>>>>>

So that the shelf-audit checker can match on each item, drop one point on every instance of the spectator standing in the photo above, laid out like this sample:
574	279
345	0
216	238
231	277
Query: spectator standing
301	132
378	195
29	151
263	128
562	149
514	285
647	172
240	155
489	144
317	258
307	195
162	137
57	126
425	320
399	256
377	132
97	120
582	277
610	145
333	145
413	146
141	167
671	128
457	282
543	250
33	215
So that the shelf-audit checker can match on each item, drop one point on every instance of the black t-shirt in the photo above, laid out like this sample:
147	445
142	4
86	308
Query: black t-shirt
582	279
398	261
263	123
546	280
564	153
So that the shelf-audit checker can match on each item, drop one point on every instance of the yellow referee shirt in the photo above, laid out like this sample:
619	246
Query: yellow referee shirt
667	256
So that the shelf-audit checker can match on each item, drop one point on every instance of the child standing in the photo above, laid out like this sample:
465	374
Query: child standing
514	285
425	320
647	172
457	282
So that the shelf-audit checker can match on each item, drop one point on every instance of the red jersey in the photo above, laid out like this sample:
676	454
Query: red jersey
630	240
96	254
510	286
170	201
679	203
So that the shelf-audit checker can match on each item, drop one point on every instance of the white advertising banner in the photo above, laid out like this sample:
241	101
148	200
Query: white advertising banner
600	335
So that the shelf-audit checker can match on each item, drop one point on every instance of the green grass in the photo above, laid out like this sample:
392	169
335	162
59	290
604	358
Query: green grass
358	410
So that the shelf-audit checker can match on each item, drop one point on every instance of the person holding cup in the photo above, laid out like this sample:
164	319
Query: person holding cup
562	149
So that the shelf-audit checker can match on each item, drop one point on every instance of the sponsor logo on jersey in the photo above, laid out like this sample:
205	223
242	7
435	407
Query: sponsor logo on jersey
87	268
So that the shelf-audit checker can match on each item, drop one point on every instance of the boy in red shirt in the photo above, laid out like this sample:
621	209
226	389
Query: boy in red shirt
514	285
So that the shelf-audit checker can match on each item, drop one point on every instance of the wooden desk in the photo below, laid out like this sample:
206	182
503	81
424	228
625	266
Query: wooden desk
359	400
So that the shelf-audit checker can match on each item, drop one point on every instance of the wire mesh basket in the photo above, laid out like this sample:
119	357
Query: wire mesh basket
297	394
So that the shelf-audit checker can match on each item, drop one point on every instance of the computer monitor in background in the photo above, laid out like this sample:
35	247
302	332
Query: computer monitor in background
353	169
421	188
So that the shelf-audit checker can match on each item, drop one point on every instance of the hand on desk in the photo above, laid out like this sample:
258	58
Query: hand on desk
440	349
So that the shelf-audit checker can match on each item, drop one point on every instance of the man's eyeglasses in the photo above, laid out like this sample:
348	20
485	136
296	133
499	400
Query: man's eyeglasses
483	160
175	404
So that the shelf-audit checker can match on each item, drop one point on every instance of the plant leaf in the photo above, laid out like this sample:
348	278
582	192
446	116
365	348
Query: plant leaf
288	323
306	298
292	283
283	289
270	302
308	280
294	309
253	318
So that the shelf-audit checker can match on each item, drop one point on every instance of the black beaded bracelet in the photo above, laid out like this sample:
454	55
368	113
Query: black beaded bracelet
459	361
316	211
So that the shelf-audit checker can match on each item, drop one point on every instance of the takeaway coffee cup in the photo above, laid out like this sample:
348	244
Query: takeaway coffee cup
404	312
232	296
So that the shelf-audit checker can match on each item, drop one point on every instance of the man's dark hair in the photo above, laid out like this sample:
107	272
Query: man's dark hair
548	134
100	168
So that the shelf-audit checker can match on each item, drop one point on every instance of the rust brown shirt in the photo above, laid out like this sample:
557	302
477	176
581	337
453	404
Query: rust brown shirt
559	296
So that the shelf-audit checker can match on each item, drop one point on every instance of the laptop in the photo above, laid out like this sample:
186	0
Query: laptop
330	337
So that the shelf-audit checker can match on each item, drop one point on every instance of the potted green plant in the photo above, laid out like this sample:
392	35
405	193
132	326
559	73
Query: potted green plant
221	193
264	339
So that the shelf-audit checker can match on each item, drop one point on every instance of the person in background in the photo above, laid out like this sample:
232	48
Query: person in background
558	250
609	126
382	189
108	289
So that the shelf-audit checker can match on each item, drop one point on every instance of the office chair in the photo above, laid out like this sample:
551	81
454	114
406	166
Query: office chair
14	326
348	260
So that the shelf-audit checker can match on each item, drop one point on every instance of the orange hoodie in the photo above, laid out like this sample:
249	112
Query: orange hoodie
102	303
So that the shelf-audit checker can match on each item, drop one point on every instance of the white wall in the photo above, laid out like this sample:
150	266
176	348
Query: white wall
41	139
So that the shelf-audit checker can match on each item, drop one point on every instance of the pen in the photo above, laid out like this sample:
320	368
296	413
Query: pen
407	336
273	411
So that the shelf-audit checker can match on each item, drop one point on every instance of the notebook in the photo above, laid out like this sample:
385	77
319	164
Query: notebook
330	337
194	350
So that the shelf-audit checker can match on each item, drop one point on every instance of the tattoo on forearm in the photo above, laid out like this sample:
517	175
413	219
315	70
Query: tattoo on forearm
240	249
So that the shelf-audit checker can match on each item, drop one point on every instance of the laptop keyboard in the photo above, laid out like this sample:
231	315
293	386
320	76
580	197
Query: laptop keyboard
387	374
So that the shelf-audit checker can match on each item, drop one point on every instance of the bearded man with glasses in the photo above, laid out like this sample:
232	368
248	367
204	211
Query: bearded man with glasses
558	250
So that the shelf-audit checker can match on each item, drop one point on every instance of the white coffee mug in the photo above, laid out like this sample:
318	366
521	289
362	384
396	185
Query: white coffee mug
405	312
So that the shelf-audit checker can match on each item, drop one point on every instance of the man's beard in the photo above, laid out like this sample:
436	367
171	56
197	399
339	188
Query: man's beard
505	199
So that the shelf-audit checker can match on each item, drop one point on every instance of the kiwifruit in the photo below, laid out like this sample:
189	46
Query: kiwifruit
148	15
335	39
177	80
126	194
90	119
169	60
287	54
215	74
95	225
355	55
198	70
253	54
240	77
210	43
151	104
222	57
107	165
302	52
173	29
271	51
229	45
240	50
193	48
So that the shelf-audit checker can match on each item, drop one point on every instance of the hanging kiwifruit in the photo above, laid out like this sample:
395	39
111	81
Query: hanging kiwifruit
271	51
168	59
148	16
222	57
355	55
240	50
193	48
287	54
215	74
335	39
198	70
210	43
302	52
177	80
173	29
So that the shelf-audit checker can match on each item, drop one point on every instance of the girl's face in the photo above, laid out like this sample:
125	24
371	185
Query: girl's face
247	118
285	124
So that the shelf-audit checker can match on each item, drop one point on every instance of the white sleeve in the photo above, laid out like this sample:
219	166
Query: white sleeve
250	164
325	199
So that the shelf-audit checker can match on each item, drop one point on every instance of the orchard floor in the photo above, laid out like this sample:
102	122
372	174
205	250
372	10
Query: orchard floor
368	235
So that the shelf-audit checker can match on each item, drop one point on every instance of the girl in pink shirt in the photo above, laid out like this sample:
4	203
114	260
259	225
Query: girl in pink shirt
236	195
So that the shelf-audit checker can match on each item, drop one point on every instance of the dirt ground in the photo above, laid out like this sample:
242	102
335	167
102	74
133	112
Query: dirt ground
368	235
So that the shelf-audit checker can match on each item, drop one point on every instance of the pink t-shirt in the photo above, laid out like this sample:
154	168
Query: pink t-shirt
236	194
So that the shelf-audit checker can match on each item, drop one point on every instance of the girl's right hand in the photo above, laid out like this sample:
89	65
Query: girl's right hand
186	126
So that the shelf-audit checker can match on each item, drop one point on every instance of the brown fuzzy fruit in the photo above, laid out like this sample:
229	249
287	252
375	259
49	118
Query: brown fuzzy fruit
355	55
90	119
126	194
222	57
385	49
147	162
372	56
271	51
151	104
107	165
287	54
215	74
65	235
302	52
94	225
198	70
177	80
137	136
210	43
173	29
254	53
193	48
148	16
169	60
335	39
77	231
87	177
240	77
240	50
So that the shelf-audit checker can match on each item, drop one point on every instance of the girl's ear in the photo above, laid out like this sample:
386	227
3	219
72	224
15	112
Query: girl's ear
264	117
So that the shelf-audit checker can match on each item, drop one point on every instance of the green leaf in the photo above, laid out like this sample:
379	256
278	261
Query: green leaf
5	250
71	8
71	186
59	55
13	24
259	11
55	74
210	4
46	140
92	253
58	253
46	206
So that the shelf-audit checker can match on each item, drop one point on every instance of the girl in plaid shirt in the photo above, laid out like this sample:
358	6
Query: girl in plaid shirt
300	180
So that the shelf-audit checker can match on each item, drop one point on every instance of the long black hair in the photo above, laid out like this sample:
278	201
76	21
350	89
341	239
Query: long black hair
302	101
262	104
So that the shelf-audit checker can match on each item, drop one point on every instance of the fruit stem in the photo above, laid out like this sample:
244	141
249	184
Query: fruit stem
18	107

<<<<<

*Aim*:
Echo without any change every line from the one containing "the girl's right" through the last line of the items, including both ends.

*Correct response*:
So that the shelf-audit checker can match on each item, drop one point on every instance of the girl's right hand in the photo above, laid out like this sample:
89	65
Query: girl's right hand
186	126
So that the shelf-audit checker can match on each item, drop one point on every instance of the brown fuzzy fruit in the photo above, laid out like this sample:
229	249
287	252
375	259
49	118
Query: brown fuzzy fruit
355	55
90	119
126	194
222	57
385	49
147	162
372	56
271	51
151	104
107	165
287	54
215	74
65	235
302	52
94	225
198	70
177	80
137	136
210	43
173	29
254	53
193	48
148	16
169	60
335	39
77	231
87	177
240	77
240	50
So that the shelf-audit checker can match on each item, drop one point on every instance of the girl's ear in the photo above, laid out like this sample:
386	227
3	219
72	224
15	112
Query: girl's ear
264	117
So that the shelf-audit checker can match on each item, drop one point on every instance of the green leaf in the photo above, laid out like this sample:
379	256
278	261
Query: green leaf
5	250
71	8
71	186
59	55
13	24
259	11
55	74
210	4
46	140
92	253
58	253
46	206
So that the shelf-audit checker can match on each item, drop one point on every instance of the girl in plaid shirt in the photo above, laid out like this sample:
358	6
Query: girl in plaid shirt
300	180
So that the shelf-audit checker can match on each item, drop one point on every instance of the long black hair in the photo above, laid out like this sample:
278	201
76	21
350	89
341	239
Query: long black hair
302	101
262	104
So that the shelf-audit checker can match on each item, drop one point on every instance of the fruit stem in the photo above, laid out like this sample:
244	141
249	184
Query: fruit stem
18	107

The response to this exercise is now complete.